Lay out each line of the material as a JSON list of strings, one string per line, omitting blank lines.

* start DATA LINES *

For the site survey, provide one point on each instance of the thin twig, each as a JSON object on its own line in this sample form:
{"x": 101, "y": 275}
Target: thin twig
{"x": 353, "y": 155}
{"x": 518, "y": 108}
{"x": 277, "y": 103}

* end DATA LINES *

### OUTPUT OF THE TASK
[
  "For the site survey, provide one point on each instance of the thin twig, each as a JSON object on its own line in this sample form:",
  "{\"x\": 101, \"y\": 275}",
  "Target: thin twig",
  "{\"x\": 353, \"y\": 155}",
  "{\"x\": 518, \"y\": 108}",
  "{\"x\": 277, \"y\": 103}"
]